# EXERCISE OBJECTIVE
Only the lines below from the one containing "Target: green hedge" to the one containing "Annotate the power" should be repeated, both included and unchanged.

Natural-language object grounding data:

Segment Open

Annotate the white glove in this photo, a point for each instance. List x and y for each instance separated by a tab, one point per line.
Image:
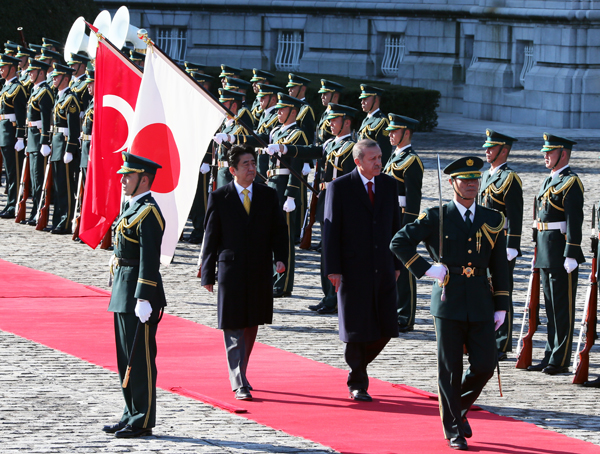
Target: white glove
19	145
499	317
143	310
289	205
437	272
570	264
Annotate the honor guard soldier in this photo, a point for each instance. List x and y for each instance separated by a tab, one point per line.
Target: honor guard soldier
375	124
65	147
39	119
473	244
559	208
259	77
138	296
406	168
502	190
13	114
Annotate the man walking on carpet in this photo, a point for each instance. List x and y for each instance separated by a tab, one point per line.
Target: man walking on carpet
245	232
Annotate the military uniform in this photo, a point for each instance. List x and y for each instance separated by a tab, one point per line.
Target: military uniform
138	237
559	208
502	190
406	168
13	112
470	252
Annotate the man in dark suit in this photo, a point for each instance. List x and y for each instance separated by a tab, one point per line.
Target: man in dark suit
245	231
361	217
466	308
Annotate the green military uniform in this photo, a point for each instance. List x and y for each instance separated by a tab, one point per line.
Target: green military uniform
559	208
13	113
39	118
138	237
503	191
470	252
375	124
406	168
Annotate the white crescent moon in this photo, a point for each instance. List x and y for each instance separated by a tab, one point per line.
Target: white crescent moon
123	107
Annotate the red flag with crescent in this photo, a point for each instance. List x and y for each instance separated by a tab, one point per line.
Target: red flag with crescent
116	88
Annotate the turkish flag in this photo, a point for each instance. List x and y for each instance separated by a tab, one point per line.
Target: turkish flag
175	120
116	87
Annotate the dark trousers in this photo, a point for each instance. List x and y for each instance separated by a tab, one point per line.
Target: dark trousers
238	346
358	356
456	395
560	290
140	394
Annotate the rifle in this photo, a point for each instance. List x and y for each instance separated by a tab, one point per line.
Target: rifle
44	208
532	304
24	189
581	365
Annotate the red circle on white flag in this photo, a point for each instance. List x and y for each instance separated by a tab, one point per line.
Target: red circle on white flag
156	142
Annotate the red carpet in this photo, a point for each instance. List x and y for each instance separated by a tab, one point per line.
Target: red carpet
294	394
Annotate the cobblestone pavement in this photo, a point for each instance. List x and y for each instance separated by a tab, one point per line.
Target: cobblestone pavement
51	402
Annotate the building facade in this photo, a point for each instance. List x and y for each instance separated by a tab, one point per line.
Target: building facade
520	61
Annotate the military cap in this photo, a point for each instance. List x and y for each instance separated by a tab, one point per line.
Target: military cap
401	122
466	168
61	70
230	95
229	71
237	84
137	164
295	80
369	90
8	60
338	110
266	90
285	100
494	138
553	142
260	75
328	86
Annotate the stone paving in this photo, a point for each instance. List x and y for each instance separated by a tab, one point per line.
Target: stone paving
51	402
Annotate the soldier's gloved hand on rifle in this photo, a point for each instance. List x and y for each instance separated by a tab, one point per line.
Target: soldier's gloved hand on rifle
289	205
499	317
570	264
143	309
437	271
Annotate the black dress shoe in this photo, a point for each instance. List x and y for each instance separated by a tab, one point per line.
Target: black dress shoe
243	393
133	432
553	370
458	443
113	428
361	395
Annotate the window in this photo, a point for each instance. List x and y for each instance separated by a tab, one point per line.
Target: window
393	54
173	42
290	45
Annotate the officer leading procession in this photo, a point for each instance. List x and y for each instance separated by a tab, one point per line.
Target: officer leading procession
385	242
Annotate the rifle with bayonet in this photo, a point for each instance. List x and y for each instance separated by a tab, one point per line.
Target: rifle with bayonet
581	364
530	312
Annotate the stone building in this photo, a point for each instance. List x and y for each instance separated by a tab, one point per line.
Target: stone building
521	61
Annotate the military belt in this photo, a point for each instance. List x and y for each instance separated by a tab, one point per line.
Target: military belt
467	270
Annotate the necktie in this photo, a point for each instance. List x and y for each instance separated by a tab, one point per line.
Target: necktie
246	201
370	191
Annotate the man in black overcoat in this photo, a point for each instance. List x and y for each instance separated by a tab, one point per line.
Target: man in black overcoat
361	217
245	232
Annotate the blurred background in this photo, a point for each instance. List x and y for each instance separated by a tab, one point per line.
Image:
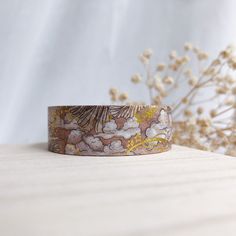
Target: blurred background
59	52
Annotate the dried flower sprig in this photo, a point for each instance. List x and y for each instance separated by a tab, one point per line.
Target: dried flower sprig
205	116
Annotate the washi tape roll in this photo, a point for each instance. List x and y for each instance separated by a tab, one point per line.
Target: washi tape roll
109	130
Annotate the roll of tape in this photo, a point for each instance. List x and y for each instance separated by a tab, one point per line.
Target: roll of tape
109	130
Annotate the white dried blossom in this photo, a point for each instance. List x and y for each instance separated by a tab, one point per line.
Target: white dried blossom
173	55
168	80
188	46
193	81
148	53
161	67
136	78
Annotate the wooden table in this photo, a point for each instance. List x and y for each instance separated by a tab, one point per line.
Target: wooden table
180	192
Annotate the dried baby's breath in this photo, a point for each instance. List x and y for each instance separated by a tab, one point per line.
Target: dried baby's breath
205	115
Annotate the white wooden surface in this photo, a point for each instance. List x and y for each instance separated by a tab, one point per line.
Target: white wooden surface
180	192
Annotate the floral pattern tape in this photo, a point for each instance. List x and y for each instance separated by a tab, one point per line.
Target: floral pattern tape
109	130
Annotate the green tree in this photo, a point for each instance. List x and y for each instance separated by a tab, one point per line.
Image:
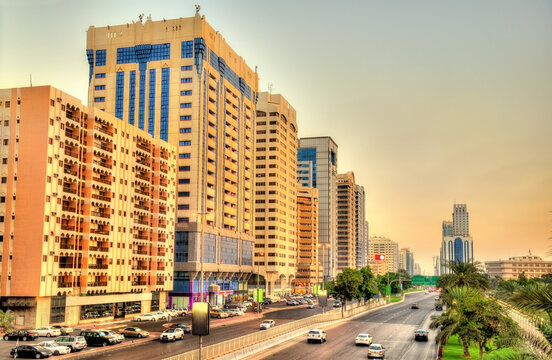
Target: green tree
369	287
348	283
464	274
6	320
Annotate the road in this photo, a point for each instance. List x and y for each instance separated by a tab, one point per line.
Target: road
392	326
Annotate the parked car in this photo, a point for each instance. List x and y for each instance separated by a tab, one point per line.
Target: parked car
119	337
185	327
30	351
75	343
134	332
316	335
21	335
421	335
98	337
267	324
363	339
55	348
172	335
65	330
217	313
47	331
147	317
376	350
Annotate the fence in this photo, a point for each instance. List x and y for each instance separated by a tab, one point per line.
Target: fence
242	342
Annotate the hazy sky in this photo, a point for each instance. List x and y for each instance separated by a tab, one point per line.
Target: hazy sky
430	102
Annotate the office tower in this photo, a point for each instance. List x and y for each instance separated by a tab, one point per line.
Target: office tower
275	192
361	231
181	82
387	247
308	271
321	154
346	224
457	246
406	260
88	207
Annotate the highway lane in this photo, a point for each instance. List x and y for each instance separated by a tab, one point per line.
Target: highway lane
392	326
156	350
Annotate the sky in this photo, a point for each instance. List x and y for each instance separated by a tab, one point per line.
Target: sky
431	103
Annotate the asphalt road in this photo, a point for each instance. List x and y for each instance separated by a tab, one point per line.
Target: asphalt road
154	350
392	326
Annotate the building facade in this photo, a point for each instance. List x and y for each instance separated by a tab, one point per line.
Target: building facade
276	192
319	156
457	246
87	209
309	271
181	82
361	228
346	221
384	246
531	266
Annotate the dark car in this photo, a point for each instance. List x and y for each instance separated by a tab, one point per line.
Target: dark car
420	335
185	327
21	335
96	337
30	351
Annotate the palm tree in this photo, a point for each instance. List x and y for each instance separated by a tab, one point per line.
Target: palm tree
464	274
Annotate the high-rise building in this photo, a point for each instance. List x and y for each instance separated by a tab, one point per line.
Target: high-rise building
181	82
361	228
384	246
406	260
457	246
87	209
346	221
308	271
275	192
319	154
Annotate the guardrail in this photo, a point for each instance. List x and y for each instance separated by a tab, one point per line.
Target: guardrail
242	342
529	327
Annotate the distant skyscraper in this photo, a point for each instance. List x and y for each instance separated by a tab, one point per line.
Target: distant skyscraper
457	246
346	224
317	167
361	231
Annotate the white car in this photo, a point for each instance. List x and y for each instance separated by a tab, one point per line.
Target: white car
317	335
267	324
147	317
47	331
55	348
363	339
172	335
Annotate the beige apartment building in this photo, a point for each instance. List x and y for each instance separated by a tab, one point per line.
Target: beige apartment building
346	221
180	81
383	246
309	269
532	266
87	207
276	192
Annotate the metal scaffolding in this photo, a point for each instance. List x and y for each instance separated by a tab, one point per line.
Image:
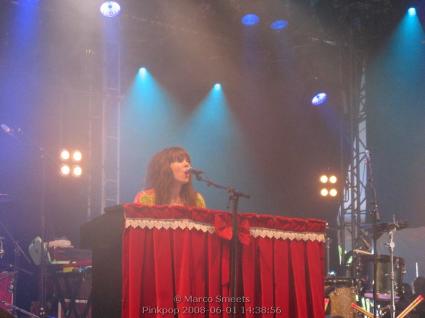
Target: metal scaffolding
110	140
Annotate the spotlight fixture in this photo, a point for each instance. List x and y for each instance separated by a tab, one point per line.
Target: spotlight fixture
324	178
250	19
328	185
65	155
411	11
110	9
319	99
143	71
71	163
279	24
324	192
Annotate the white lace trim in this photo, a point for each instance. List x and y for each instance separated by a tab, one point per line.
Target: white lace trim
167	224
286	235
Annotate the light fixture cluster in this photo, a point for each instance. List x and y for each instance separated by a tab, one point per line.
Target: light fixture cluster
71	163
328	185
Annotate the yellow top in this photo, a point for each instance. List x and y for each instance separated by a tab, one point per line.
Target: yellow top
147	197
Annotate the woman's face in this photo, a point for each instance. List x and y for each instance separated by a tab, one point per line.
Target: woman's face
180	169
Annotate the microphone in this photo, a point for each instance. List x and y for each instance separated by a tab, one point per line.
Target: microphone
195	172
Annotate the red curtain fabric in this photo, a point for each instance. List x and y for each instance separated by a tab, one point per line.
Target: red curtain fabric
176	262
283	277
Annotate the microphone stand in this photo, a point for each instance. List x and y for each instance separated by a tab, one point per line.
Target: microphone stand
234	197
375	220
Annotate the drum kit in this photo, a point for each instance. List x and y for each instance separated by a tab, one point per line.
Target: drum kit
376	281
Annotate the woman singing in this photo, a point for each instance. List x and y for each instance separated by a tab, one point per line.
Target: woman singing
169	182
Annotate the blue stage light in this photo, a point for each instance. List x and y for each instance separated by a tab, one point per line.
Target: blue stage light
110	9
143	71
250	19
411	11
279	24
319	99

Segment Closed
Segment Open

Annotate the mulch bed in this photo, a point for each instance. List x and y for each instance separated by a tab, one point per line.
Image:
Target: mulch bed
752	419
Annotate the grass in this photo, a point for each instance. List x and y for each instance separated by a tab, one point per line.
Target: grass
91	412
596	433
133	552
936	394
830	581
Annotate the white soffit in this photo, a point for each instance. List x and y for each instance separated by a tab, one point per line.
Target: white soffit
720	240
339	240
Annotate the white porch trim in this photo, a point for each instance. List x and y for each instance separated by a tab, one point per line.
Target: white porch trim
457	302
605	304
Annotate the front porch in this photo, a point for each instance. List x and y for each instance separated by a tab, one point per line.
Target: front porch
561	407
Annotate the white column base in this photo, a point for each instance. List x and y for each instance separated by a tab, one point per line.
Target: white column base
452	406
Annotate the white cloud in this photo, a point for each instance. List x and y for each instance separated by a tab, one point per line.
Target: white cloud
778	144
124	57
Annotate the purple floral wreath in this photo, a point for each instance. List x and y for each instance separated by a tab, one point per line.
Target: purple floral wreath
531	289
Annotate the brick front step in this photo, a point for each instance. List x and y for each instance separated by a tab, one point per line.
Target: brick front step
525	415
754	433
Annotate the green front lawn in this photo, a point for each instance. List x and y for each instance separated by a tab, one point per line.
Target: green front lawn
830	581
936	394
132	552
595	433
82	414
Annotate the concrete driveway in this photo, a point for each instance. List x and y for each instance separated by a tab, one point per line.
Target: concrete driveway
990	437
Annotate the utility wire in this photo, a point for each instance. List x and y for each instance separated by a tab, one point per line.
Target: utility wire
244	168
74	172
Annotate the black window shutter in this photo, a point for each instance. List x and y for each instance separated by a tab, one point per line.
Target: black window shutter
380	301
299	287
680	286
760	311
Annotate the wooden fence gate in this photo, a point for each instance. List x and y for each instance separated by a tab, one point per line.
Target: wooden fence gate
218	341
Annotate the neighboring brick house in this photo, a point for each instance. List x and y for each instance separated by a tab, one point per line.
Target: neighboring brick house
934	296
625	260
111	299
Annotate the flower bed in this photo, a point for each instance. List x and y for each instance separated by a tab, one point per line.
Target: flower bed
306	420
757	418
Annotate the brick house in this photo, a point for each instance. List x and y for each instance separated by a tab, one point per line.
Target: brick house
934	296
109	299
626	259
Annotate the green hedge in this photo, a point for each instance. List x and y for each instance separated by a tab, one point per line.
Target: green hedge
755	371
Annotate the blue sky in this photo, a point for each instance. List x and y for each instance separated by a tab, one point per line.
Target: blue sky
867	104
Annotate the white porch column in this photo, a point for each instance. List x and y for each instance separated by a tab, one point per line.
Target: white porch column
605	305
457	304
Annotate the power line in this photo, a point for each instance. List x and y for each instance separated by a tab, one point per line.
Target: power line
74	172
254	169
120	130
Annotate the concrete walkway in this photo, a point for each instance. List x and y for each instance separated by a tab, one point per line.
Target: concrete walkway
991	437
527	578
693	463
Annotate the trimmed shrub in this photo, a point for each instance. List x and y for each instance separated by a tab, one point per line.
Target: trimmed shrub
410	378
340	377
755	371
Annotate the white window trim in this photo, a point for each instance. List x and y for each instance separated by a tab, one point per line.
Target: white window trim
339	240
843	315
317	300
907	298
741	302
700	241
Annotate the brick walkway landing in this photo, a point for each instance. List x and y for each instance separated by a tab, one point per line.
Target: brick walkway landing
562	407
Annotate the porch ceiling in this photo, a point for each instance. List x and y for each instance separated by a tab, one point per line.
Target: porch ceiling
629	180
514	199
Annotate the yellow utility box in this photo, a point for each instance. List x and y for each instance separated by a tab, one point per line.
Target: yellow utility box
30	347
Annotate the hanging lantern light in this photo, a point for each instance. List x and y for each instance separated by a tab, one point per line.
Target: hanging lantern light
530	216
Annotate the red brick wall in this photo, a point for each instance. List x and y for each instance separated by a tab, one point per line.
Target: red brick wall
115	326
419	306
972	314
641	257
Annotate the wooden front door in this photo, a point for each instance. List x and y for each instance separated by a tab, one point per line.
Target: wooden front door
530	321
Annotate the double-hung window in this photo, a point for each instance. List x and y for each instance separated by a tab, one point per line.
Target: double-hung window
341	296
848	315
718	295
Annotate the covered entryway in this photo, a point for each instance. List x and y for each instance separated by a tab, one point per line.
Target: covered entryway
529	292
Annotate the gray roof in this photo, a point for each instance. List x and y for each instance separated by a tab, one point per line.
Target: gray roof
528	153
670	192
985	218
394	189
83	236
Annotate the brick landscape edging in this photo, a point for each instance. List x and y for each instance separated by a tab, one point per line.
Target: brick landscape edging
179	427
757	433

Segment Closed

# OUTPUT FOR THIS TASK
Target: green hedge
755	371
Annotate the blue sky in this photo, a point for each instance. List x and y for each instance separated by a tab, one point per line.
Target: blue sky
867	104
Annotate the white porch column in this photo, a point for each instance. List x and y for each instance separated by a tab, one point per line.
Target: white porch column
605	305
457	304
Annotate the power line in this photo, a point for each instance. List x and y for each instance separated by a tab, one point per line.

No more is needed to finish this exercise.